» **Dataset records**:
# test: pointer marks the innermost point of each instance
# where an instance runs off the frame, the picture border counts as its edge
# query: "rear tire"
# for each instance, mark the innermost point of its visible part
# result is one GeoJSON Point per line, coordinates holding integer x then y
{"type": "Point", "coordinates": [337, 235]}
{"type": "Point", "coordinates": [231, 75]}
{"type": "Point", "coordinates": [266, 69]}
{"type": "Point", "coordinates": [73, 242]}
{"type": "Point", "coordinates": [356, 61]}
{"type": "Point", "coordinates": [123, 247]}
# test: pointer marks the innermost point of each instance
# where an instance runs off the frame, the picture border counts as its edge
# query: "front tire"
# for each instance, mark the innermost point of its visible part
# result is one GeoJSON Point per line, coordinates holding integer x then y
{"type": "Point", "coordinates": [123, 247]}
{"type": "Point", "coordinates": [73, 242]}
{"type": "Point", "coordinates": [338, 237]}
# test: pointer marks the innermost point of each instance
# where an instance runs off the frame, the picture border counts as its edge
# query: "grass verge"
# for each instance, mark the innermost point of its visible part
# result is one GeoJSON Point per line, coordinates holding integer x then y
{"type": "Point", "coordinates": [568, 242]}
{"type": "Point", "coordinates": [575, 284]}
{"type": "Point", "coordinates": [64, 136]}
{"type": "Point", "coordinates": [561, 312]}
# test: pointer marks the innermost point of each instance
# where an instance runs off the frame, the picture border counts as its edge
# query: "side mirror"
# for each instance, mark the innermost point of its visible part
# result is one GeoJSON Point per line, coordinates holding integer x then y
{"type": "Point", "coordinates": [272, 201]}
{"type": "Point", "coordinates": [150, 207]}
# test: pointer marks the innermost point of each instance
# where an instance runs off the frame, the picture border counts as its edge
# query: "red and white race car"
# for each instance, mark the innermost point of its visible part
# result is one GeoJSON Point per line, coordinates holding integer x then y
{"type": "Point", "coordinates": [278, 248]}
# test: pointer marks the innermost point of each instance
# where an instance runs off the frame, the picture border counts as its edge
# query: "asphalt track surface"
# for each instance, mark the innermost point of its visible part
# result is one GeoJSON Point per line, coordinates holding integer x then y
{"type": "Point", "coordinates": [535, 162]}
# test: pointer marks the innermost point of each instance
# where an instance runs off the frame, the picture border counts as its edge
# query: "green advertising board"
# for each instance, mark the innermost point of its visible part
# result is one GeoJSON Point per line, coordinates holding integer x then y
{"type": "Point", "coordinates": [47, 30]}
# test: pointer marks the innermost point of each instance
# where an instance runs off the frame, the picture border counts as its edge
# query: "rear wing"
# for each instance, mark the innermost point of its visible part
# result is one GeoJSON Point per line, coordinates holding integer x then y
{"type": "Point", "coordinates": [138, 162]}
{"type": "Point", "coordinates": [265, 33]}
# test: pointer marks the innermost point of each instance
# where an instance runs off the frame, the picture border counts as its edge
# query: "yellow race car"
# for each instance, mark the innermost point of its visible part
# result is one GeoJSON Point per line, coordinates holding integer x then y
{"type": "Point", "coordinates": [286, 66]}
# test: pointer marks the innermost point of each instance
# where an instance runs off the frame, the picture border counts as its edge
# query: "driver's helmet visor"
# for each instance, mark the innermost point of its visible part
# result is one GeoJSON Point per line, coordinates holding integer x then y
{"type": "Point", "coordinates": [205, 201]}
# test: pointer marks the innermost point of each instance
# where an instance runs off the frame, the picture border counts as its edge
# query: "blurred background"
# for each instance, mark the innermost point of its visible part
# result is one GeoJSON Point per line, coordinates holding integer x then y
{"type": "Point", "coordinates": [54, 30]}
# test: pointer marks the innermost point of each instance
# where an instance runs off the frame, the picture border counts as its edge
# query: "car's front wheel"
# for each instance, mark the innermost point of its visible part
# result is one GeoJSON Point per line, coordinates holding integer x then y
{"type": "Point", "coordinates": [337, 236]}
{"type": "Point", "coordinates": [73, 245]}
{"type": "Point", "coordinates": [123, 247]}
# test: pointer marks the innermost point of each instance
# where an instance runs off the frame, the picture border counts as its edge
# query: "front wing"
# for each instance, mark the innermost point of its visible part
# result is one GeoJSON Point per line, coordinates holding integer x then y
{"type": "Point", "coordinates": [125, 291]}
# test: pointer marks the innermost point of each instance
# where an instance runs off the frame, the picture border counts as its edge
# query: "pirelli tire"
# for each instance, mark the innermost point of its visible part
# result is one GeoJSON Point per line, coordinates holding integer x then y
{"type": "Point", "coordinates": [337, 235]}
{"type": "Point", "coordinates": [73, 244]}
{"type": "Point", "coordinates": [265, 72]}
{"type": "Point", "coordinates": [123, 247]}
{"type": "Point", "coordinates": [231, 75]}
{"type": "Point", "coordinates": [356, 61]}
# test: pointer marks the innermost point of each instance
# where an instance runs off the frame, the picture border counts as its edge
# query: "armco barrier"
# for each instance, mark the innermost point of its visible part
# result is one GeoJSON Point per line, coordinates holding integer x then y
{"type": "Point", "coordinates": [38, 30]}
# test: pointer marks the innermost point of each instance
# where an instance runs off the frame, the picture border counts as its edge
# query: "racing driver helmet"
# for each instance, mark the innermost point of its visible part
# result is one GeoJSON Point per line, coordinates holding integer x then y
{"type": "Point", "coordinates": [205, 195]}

» **Assignment**:
Go through the listing above and return each line that includes the word "helmet".

» **Exercise answer**:
# query: "driver's helmet visor"
# query: "racing driver helmet"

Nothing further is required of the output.